EXTRACT:
══════════════════════════════
I know this isnt helping the OP but seeing as your a fellow Mac user.

Are you on OSX Lion 10.7? and if so have you installed the latest update 10.7.3? Im having download issues it keeps failing on me.


----------



## DW58 (Nov 27, 2010)

I checked for upgrades about an hour ago, but as I'm sitting on the couch using battery and it's a 760Mb download, that I'd leave it til the morning when I'm on mains power and America isn't hogging the internet.

I'd guess that the Americans are just slowing the Apple servers down - wait until the morning.


----------



## GR33N (Apr 5, 2009)

DW58 said:


> I checked for upgrades about an hour ago, but as I'm sitting on the couch using battery and it's a 760Mb download, that I'd leave it til the morning when I'm on mains power and America isn't hogging the internet.
> 
> I'd guess that the Americans are just slowing the Apple servers down - wait until the morning.
══════════════════════════════
GIVEN RECORDS:

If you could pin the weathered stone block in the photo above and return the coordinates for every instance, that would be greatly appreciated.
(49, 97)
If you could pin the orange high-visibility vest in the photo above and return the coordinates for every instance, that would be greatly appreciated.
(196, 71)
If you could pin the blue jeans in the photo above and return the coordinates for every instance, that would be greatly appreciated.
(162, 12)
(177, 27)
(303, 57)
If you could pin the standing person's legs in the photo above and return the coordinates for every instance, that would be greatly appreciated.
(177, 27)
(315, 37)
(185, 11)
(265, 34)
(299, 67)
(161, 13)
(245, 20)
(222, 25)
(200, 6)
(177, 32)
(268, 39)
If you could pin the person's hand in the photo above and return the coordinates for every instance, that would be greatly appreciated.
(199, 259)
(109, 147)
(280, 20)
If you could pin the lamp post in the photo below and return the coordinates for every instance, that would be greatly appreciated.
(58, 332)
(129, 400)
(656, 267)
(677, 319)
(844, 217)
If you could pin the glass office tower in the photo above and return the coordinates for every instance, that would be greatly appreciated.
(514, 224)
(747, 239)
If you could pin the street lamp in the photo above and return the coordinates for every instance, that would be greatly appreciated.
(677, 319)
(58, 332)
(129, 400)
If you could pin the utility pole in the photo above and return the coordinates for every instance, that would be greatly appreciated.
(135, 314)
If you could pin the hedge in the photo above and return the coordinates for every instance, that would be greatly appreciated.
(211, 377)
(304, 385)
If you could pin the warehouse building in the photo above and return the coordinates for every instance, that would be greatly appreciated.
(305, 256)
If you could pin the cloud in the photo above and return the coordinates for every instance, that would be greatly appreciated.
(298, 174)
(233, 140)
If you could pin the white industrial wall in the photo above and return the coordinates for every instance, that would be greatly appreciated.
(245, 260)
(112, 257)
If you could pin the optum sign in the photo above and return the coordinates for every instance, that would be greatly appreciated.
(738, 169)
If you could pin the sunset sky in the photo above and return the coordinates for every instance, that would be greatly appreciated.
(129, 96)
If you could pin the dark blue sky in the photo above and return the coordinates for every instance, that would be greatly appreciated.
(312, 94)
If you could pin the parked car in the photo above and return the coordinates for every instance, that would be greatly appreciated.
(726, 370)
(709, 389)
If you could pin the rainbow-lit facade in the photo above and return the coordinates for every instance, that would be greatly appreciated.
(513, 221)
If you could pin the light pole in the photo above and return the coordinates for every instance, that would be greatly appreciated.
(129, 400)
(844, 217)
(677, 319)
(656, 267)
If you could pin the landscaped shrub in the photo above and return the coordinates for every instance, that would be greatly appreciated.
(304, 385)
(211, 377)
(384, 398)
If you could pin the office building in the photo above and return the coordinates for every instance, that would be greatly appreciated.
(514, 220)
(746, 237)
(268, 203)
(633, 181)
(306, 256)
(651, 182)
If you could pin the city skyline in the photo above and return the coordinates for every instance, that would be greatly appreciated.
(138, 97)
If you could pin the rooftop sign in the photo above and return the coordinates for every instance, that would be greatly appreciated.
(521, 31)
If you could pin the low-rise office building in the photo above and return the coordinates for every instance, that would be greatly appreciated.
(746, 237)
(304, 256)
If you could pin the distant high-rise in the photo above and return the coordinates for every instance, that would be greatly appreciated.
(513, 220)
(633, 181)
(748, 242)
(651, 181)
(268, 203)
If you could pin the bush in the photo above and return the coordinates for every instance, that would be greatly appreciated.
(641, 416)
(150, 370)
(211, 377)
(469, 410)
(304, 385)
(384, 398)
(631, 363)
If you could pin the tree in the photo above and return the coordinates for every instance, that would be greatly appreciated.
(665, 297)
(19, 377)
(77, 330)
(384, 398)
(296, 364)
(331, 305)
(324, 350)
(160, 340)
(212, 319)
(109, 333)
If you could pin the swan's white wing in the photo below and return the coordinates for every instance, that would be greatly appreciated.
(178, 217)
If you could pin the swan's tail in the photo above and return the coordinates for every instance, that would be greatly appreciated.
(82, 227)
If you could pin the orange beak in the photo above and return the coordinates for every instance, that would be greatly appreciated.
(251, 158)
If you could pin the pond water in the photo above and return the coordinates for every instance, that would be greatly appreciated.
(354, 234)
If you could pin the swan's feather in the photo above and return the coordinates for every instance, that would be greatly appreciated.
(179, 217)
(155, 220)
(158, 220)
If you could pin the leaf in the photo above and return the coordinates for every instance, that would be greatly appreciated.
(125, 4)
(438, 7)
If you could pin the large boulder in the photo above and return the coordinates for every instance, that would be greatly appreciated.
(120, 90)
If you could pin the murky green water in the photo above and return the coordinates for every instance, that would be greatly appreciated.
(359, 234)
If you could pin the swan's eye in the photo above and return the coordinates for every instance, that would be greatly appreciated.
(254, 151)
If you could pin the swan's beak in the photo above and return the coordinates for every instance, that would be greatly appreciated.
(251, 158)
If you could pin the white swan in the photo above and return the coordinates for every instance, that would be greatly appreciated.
══════════════════════════════
SET EXERCISE: In the forum thread, how large does DW58 say the download is?

SOLUTION TO THE EXERCISE: 760Mb